◆ **Try it**:
Lines containing the word "resolution" are the ones to copy from the records below.

◆ **Records for this exercise**:
Segment Open

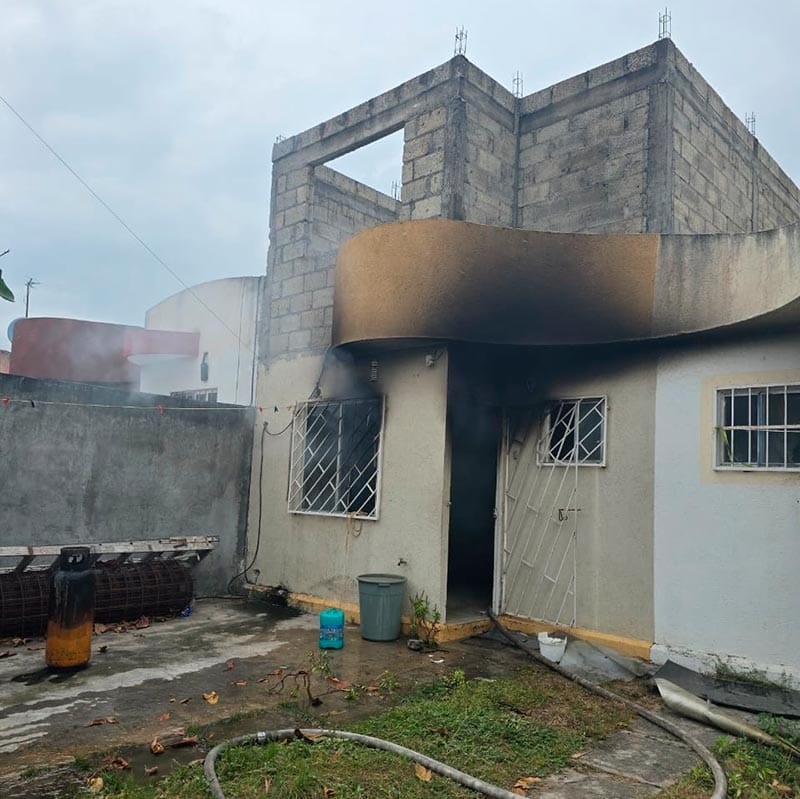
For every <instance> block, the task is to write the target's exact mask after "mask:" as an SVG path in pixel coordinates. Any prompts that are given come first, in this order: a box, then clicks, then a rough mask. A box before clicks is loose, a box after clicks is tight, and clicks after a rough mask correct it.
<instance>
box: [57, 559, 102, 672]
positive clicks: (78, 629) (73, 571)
mask: <svg viewBox="0 0 800 799" xmlns="http://www.w3.org/2000/svg"><path fill="white" fill-rule="evenodd" d="M89 556H90V552H89V547H64V548H63V549H62V550H61V557H60V559H59V563H58V570H57V571H56V573H55V575H54V576H53V584H52V586H51V588H50V612H49V616H48V621H47V644H46V647H45V660H46V661H47V665H48V666H49V667H50V668H51V669H78V668H81V667H83V666H86V665H87V664H88V663H89V659H90V658H91V656H92V627H93V623H94V572H93V571H92V569H91V568H90V561H89Z"/></svg>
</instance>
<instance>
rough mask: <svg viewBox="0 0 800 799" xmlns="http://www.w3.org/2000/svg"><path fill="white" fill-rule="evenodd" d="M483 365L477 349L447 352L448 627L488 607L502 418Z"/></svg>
mask: <svg viewBox="0 0 800 799" xmlns="http://www.w3.org/2000/svg"><path fill="white" fill-rule="evenodd" d="M487 362H488V358H487V355H486V353H485V352H484V351H482V350H478V349H476V348H472V347H463V348H462V347H459V348H455V347H454V348H452V349H451V351H450V356H449V365H450V371H449V380H448V383H449V388H448V399H447V409H448V410H447V428H448V435H449V440H450V461H451V467H450V524H449V531H448V532H449V535H448V541H449V543H448V557H447V575H448V576H447V620H448V622H454V621H455V622H457V621H459V620H465V619H472V618H475V617H476V615H478V614H480V613H482V612H485V611H486V609H487V608H488V607H489V606H490V605H491V604H492V588H493V585H494V561H495V557H494V553H495V518H496V493H497V457H498V447H499V442H500V420H501V414H500V407H499V403H498V400H497V393H496V391H495V390H494V389H493V388H492V382H491V380H490V379H489V376H488V369H487V367H486V364H487Z"/></svg>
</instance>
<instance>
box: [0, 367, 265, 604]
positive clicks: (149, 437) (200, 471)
mask: <svg viewBox="0 0 800 799" xmlns="http://www.w3.org/2000/svg"><path fill="white" fill-rule="evenodd" d="M0 396H7V397H10V398H11V399H12V400H13V402H11V403H10V404H9V405H8V406H6V407H0V450H2V452H3V471H2V478H1V481H2V486H3V508H2V514H3V515H2V519H3V527H2V529H3V534H2V542H3V544H4V545H8V546H27V545H53V546H55V545H59V546H69V545H74V544H96V543H102V542H117V541H140V540H145V539H156V538H169V537H171V536H190V535H216V536H219V539H220V540H219V544H218V545H217V547H216V549H215V550H214V552H212V553H211V554H210V555H209V556H208V558H207V559H206V560H204V561H203V563H201V564H200V566H199V567H198V569H197V570H196V573H195V580H196V586H197V592H198V593H199V594H209V593H220V592H224V591H225V590H226V586H227V584H228V580H230V578H231V577H232V576H233V575H234V574H235V573H236V572H237V571H239V569H240V567H241V562H242V556H243V553H244V536H245V525H246V521H247V512H248V495H249V486H250V466H251V453H252V446H253V425H254V423H255V411H254V409H253V408H242V407H237V406H233V405H229V406H224V405H221V404H215V405H210V406H209V405H207V404H206V403H202V402H194V401H192V400H184V399H179V398H175V397H165V396H159V395H157V394H143V393H140V392H127V391H120V390H118V389H113V388H106V387H103V386H92V385H88V384H85V383H73V382H65V381H59V380H38V379H35V378H30V377H21V376H18V375H0ZM187 407H188V408H191V410H181V408H187Z"/></svg>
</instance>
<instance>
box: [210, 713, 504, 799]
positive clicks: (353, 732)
mask: <svg viewBox="0 0 800 799" xmlns="http://www.w3.org/2000/svg"><path fill="white" fill-rule="evenodd" d="M317 737H323V738H339V739H341V740H343V741H353V742H355V743H358V744H362V745H363V746H369V747H370V748H372V749H382V750H383V751H384V752H391V753H392V754H395V755H400V756H401V757H405V758H408V759H409V760H413V761H414V762H415V763H419V764H420V765H421V766H424V767H425V768H427V769H430V770H431V771H432V772H434V773H435V774H440V775H441V776H442V777H447V778H449V779H451V780H453V781H454V782H457V783H459V784H461V785H464V786H466V787H467V788H470V789H471V790H473V791H477V792H478V793H482V794H483V795H484V796H489V797H492V799H519V795H518V794H515V793H512V792H511V791H507V790H506V789H505V788H500V787H499V786H497V785H492V784H491V783H489V782H484V781H483V780H479V779H478V778H477V777H473V776H471V775H470V774H465V773H464V772H463V771H459V770H458V769H455V768H453V767H452V766H448V765H447V764H446V763H441V762H440V761H438V760H434V759H433V758H430V757H427V756H426V755H423V754H421V753H420V752H415V751H414V750H413V749H408V748H406V747H405V746H400V745H399V744H395V743H392V742H391V741H384V740H383V738H373V737H372V736H371V735H361V734H359V733H357V732H344V731H343V730H318V729H308V730H307V729H303V730H299V729H294V728H292V729H287V730H267V731H265V732H257V733H253V734H251V735H242V736H240V737H238V738H232V739H231V740H230V741H225V742H223V743H221V744H218V745H217V746H215V747H214V748H213V749H212V750H211V751H210V752H209V753H208V754H207V755H206V759H205V763H204V764H203V770H204V771H205V775H206V781H207V782H208V787H209V789H210V790H211V795H212V796H213V797H214V799H226V797H225V794H224V793H223V792H222V788H221V787H220V784H219V780H218V779H217V774H216V771H215V769H214V765H215V763H216V761H217V758H218V757H219V755H220V754H222V752H224V751H225V750H226V749H229V748H230V747H232V746H243V745H252V744H264V743H267V742H268V741H286V740H290V739H292V738H299V739H300V740H304V739H305V740H309V739H310V740H313V739H314V738H317Z"/></svg>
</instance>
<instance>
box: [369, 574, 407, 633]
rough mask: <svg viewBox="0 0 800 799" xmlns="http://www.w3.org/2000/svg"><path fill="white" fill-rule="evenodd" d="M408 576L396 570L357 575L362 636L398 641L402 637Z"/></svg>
mask: <svg viewBox="0 0 800 799" xmlns="http://www.w3.org/2000/svg"><path fill="white" fill-rule="evenodd" d="M405 594H406V578H405V577H402V576H400V575H397V574H362V575H359V578H358V605H359V610H360V612H361V637H362V638H364V639H366V640H367V641H395V640H396V639H398V638H399V637H400V614H401V613H402V610H403V599H404V597H405Z"/></svg>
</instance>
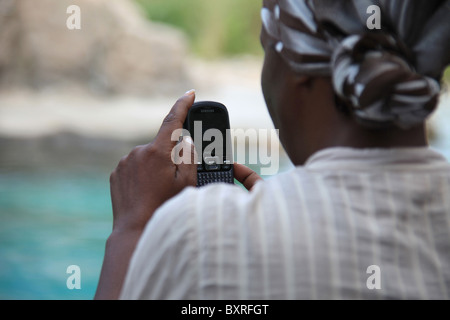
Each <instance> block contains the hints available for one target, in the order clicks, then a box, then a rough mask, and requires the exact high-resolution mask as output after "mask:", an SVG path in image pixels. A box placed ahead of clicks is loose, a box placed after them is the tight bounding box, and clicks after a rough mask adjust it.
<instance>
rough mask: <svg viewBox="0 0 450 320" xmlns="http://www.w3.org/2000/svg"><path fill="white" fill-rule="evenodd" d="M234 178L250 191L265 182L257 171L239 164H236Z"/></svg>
mask: <svg viewBox="0 0 450 320" xmlns="http://www.w3.org/2000/svg"><path fill="white" fill-rule="evenodd" d="M234 178H235V179H236V180H237V181H239V182H240V183H241V184H242V185H243V186H244V187H245V189H247V190H249V191H250V190H252V188H253V186H254V185H255V184H256V183H257V182H259V181H262V180H263V179H262V178H261V177H260V176H259V175H258V174H257V173H256V172H255V171H253V170H252V169H250V168H248V167H246V166H244V165H242V164H238V163H234Z"/></svg>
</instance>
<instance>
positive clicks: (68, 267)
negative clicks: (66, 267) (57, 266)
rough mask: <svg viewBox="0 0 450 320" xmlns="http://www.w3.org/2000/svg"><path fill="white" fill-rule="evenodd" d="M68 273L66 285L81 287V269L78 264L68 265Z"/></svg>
mask: <svg viewBox="0 0 450 320" xmlns="http://www.w3.org/2000/svg"><path fill="white" fill-rule="evenodd" d="M66 273H68V274H70V276H69V277H67V281H66V286H67V289H69V290H73V289H81V269H80V267H79V266H77V265H71V266H68V267H67V270H66Z"/></svg>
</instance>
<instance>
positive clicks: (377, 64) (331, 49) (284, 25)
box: [261, 0, 450, 129]
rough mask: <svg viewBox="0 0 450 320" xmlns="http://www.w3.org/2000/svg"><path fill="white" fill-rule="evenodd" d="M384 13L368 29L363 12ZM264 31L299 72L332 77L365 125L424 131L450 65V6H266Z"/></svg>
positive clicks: (294, 70) (439, 2)
mask: <svg viewBox="0 0 450 320" xmlns="http://www.w3.org/2000/svg"><path fill="white" fill-rule="evenodd" d="M371 5H377V6H378V8H380V10H381V16H380V17H381V29H379V30H378V29H374V30H370V29H369V28H368V27H367V19H369V17H370V16H371V14H370V13H368V8H369V6H371ZM261 17H262V23H263V28H264V29H265V31H266V34H267V35H268V36H269V37H270V38H272V40H273V41H275V43H276V45H275V49H276V50H277V51H278V53H279V54H280V55H281V56H282V57H283V58H284V59H285V61H286V62H287V63H288V64H289V65H290V67H291V68H292V69H293V70H294V71H295V72H298V73H301V74H304V75H311V76H330V77H331V78H332V81H333V86H334V89H335V93H336V95H337V96H338V97H339V100H340V101H341V102H342V103H343V105H344V106H345V109H346V110H347V111H350V112H351V113H352V114H353V115H354V116H355V118H356V119H357V120H358V121H359V122H360V123H362V124H366V125H368V126H371V127H386V126H391V125H395V126H398V127H400V128H404V129H408V128H411V127H413V126H415V125H418V124H421V123H423V122H424V121H425V119H426V118H427V117H428V116H429V115H430V114H431V113H432V112H433V110H434V109H435V108H436V105H437V101H438V97H439V93H440V85H439V82H438V81H439V80H440V78H441V76H442V73H443V71H444V69H445V66H447V65H448V64H450V0H427V1H414V0H384V1H383V0H378V1H376V0H265V1H264V6H263V9H262V11H261Z"/></svg>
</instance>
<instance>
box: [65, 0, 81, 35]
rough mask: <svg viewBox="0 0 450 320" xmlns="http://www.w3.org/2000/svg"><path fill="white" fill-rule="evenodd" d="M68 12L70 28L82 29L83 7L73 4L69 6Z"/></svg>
mask: <svg viewBox="0 0 450 320" xmlns="http://www.w3.org/2000/svg"><path fill="white" fill-rule="evenodd" d="M66 13H67V14H70V16H69V17H68V18H67V20H66V26H67V29H69V30H80V29H81V9H80V7H79V6H77V5H74V4H73V5H71V6H68V7H67V10H66Z"/></svg>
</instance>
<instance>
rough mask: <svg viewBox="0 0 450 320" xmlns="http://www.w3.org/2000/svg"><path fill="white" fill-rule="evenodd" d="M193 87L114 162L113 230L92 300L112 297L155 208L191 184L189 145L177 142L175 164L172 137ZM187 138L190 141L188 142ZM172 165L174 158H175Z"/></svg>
mask: <svg viewBox="0 0 450 320" xmlns="http://www.w3.org/2000/svg"><path fill="white" fill-rule="evenodd" d="M194 99H195V94H194V91H193V90H191V91H188V92H187V93H186V94H185V95H184V96H183V97H181V98H180V99H178V101H177V102H176V103H175V105H174V106H173V107H172V109H171V110H170V112H169V114H168V115H167V116H166V118H165V119H164V121H163V123H162V125H161V128H160V129H159V132H158V135H157V136H156V138H155V140H154V141H153V142H152V143H149V144H147V145H144V146H138V147H136V148H134V149H133V151H131V153H130V154H129V155H127V156H125V157H123V158H122V160H120V162H119V165H118V166H117V168H116V169H115V170H114V171H113V173H112V174H111V177H110V186H111V200H112V207H113V219H114V221H113V232H112V233H111V235H110V236H109V238H108V240H107V242H106V248H105V257H104V261H103V266H102V271H101V274H100V279H99V283H98V287H97V292H96V294H95V299H117V298H119V295H120V291H121V289H122V285H123V281H124V279H125V275H126V272H127V269H128V264H129V262H130V259H131V256H132V254H133V251H134V249H135V247H136V244H137V242H138V240H139V238H140V236H141V234H142V232H143V230H144V228H145V225H146V224H147V222H148V221H149V219H150V218H151V217H152V215H153V213H154V212H155V210H156V209H157V208H158V207H159V206H160V205H162V204H163V203H164V202H165V201H166V200H168V199H170V198H171V197H173V196H175V195H176V194H177V193H179V192H180V191H181V190H182V189H183V188H185V187H187V186H195V185H196V183H197V164H196V161H195V150H194V145H193V143H192V142H191V143H189V142H188V141H189V140H188V139H184V140H182V142H180V144H186V145H178V146H177V148H176V149H177V150H182V151H183V152H184V151H188V152H189V153H190V154H189V156H190V157H186V155H182V157H183V159H189V158H190V159H191V161H190V162H189V161H186V162H189V163H181V164H175V162H174V161H172V160H173V157H172V155H173V153H172V151H173V150H174V147H175V145H177V141H172V135H173V133H174V132H176V130H178V129H181V128H182V127H183V122H184V120H185V118H186V115H187V112H188V110H189V108H190V107H191V106H192V104H193V103H194ZM190 141H192V140H190ZM177 163H178V162H177Z"/></svg>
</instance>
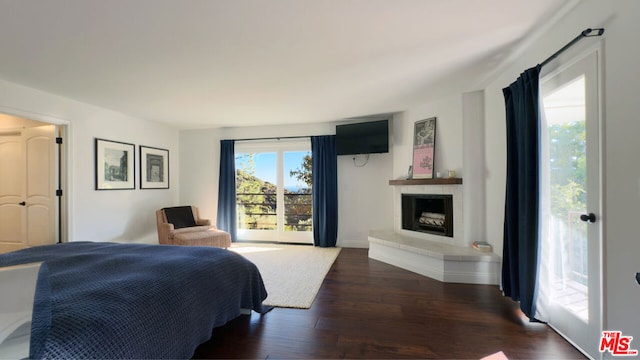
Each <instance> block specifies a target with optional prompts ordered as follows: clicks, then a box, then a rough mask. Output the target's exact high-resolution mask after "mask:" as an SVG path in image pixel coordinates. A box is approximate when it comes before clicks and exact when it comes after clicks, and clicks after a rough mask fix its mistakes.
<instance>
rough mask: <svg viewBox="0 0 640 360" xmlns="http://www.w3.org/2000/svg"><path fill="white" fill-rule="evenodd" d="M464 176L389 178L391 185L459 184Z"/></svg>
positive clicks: (440, 184) (426, 184) (448, 184)
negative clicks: (433, 178) (403, 178)
mask: <svg viewBox="0 0 640 360" xmlns="http://www.w3.org/2000/svg"><path fill="white" fill-rule="evenodd" d="M459 184H462V178H438V179H399V180H389V185H394V186H395V185H459Z"/></svg>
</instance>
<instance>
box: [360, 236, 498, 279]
mask: <svg viewBox="0 0 640 360" xmlns="http://www.w3.org/2000/svg"><path fill="white" fill-rule="evenodd" d="M369 257H370V258H371V259H374V260H378V261H382V262H385V263H387V264H391V265H394V266H397V267H400V268H403V269H405V270H409V271H412V272H415V273H418V274H421V275H424V276H428V277H430V278H432V279H435V280H439V281H442V282H452V283H465V284H489V285H498V284H499V283H500V261H501V259H500V257H499V256H498V255H496V254H494V253H487V252H480V251H477V250H474V249H473V248H471V247H464V246H456V245H449V244H445V243H442V242H437V241H430V240H425V239H421V238H415V237H410V236H406V235H401V234H398V233H396V232H394V231H393V230H388V231H386V230H372V231H370V232H369Z"/></svg>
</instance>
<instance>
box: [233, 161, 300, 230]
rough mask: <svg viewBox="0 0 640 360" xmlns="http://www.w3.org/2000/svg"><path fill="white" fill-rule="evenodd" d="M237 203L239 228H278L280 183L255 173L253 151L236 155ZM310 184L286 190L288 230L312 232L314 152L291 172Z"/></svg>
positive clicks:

Segment Closed

◆ **Written reply**:
Each <instance> block contains the hints available for one target, in the order clicks, then a box, then a rough mask, and requires the exact high-resolution mask as output after "mask:", an SVG path in image pixels. A box placed ahead of clicks is loose, a box placed after them is the tight bounding box, and clicks after a rough mask adjust it.
Each <instance> block specifies a target with optional prompts ordered as follows: clicks, then a box, then a rough mask. Output the target's exact high-resolution mask after "mask:" as an SVG path in image pixel coordinates. A box is approximate when it comes before clicks and exact when it comes after clicks, and clicks after a rough mask fix its mistakes.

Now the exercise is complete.